[Point-per-instance localization data]
⁂

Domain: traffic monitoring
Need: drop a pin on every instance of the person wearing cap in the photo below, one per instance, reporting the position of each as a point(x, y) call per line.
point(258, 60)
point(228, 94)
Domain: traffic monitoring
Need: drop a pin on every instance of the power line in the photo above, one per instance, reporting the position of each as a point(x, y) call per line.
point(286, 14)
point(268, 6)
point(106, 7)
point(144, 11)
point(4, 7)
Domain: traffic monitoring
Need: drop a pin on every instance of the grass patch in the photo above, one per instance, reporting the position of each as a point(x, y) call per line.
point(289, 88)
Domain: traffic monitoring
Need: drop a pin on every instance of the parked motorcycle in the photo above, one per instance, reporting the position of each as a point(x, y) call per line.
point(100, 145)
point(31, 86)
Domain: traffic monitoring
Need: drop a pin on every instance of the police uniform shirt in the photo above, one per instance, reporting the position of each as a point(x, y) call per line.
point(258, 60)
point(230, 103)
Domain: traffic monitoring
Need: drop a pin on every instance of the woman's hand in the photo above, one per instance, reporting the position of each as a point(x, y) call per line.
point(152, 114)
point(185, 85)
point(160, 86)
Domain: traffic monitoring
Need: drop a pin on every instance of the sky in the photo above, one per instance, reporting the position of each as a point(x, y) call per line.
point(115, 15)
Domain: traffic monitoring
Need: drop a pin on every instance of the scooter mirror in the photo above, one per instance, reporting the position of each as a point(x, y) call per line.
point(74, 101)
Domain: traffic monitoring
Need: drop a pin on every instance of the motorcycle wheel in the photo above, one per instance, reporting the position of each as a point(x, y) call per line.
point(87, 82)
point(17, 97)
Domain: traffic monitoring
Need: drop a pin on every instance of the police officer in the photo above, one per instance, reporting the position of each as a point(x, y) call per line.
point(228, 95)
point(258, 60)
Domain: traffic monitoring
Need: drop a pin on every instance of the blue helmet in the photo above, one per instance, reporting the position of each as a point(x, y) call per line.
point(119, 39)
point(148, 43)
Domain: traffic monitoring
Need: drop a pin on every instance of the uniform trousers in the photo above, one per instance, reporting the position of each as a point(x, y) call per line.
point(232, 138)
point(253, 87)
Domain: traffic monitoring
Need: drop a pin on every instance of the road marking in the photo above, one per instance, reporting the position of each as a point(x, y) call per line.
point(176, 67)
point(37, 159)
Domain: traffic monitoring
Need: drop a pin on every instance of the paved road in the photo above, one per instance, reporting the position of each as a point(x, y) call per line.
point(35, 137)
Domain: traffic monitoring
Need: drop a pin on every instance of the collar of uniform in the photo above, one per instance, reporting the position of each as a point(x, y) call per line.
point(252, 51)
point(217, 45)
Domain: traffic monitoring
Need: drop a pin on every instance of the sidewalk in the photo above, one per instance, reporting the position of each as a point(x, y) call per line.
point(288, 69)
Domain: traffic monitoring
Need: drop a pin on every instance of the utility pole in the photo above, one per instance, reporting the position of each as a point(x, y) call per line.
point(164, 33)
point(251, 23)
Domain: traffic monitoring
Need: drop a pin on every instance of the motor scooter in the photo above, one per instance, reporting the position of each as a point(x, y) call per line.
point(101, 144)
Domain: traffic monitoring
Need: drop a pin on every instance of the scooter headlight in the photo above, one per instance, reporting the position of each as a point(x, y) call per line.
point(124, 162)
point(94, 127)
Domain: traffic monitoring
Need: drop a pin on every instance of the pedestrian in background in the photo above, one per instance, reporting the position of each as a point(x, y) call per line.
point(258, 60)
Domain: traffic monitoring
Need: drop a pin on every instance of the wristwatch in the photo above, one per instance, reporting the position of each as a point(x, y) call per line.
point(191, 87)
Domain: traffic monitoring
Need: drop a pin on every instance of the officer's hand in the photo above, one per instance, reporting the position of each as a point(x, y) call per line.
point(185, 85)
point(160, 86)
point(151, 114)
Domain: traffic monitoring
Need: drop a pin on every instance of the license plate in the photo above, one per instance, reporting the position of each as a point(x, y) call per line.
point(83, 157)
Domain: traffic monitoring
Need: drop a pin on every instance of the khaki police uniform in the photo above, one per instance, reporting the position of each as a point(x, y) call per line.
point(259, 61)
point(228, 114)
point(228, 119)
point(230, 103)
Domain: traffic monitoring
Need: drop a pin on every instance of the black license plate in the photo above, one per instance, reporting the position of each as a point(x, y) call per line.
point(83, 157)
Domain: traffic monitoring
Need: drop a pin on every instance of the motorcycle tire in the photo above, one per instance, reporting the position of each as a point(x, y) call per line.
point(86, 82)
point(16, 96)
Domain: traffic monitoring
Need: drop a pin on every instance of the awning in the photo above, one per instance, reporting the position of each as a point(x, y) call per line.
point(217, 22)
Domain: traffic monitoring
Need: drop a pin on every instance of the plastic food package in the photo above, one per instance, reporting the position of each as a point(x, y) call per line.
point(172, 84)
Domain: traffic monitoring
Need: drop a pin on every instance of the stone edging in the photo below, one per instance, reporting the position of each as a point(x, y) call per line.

⁂

» PROBLEM REQUIREMENTS: Write all of the records out again exactly.

» RESPONSE TO THIS EXERCISE:
Domain: traffic monitoring
Need: drop a pin on every instance of the person wearing cap in the photo below, one per instance, reporting the position of each as a point(x, y) call per line.
point(258, 60)
point(228, 94)
Domain: traffic monitoring
Need: drop a pin on every instance of the power line in the photo above, one per instance, reporting the position of each as a point(x, y) call per line.
point(286, 14)
point(268, 6)
point(106, 7)
point(144, 11)
point(4, 7)
Domain: traffic monitoring
Need: drop a pin on every instance of the grass patch in the photo above, one per instance, reporting the position of each as a point(x, y) call per line.
point(289, 88)
Domain: traffic monitoring
Need: drop a pin on every instance of the parked motorcycle in the photo above, one per instance, reporting the position of each as a point(x, y) call per line.
point(100, 145)
point(31, 86)
Domain: traffic monitoring
Need: drop a pin on every instance of the police uniform shirt in the photo above, one per instance, reporting the position of each as a point(x, y) call per line.
point(258, 60)
point(230, 103)
Domain: traffic monitoring
Need: drop a pin on every instance of the woman's hand in the photo above, one per instance, reporting the position of each as a point(x, y) call per line.
point(152, 114)
point(185, 85)
point(160, 86)
Domain: traffic monitoring
Need: drop a pin on every instance of the sky in the photo above, one per instance, reporting the position of each as a point(x, y) call per line.
point(115, 15)
Domain: traffic monitoring
Need: drop a pin on every instance of the scooter mirror in the photo above, one per instance, reporting the position of each as a point(x, y) call per line.
point(74, 101)
Domain: traffic monitoring
Need: drop a pin on every instance of the motorcycle wheel in the photo above, one per instance, reporting the position of each as a point(x, y) call per line.
point(87, 82)
point(17, 97)
Domain: traffic monitoring
Need: drop a pin on every instance of the police officer in the photo above, one per instance, reporting the position of each as a point(x, y) call per line.
point(228, 95)
point(258, 60)
Domain: traffic monitoring
Need: drop a pin on every instance of the blue helmet in the photo above, one per instance, reporting the position of each as a point(x, y) call per line.
point(119, 39)
point(148, 43)
Domain: traffic monitoring
Need: drop a pin on every instance of the uniform trousers in the photo above, one per instance, reporting the position of each as a point(x, y) call per line.
point(232, 138)
point(253, 87)
Domain: traffic monitoring
Need: drop a pin on every instance of the road marking in the photo above, one per instance, reporting the position of each as a point(x, y) call per line.
point(176, 67)
point(37, 159)
Domain: traffic monitoring
Need: drop a pin on every instance of the paved road in the photo above, one per instance, reporting the position of each as a point(x, y) call per line.
point(35, 137)
Domain: traffic monitoring
Need: drop a pin on every instance of the collar of uniform in the photo above, one per instance, reporting the position of each as a point(x, y) call per line.
point(252, 51)
point(217, 45)
Domain: traffic monitoring
Need: drop a pin on every instance of the sidewalk in the photo above, one per instance, reporting the position of each as a point(x, y) call per line.
point(288, 69)
Domain: traffic monitoring
Need: drop a pin on every instance of the utility pole in the photo above, one per instance, reporting the position of each as a point(x, y) call per line.
point(164, 33)
point(251, 23)
Domain: traffic monitoring
Need: drop a pin on every instance of the motor scooter in the photo above, one per instance, reporting the position of each as a point(x, y) call per line.
point(101, 144)
Domain: traffic monitoring
Need: drop a pin on every instance of the scooter headlight in the photo above, one per instance, reporting the position of each as a point(x, y) call per line.
point(124, 162)
point(94, 127)
Domain: traffic monitoring
Need: drop a pin on every instance of the pedestrian in background in the photo above, one per instance, reporting the position of each as a point(x, y) call per line.
point(258, 60)
Domain: traffic monitoring
Need: drop a pin on every instance of the wristwatch in the photo above, one per instance, reporting the position of each as a point(x, y) call per line.
point(191, 87)
Domain: traffic monitoring
Need: drop a pin on every instance of the officer's hand in the photo above, one per instance, reporting the position of each as a point(x, y) call per line.
point(185, 85)
point(160, 86)
point(151, 114)
Domain: traffic monitoring
Need: drop a pin on every instance of the license plate in the photo above, one per instance, reporting the position of each as a point(x, y) call per line.
point(83, 157)
Domain: traffic monitoring
Need: drop a pin on every instance of the khaki police uniform in the photo above, one per instance, reporting the position of each as a point(x, y) call per line.
point(259, 61)
point(228, 114)
point(228, 119)
point(230, 103)
Domain: traffic monitoring
Need: drop a pin on every instance of the black license plate in the photo above, one per instance, reporting the position of each as a point(x, y) call per line.
point(83, 157)
Domain: traffic monitoring
Need: drop a pin on every instance of the motorcycle tire in the photo above, one per instance, reporting the position of each as a point(x, y) call per line.
point(86, 82)
point(16, 96)
Domain: traffic monitoring
Need: drop a pin on every instance of the awning in the photo above, one per instance, reporting the position of each as a point(x, y) call per line.
point(217, 22)
Domain: traffic monitoring
Need: drop a pin on every instance of the plastic food package in the photo above, one per instance, reporting the position of each as a point(x, y) call per line.
point(172, 84)
Domain: traffic monitoring
Need: drop a pin on every instance of the stone edging in the photo below, one per instance, reporting the position of each as a point(x, y) call per line.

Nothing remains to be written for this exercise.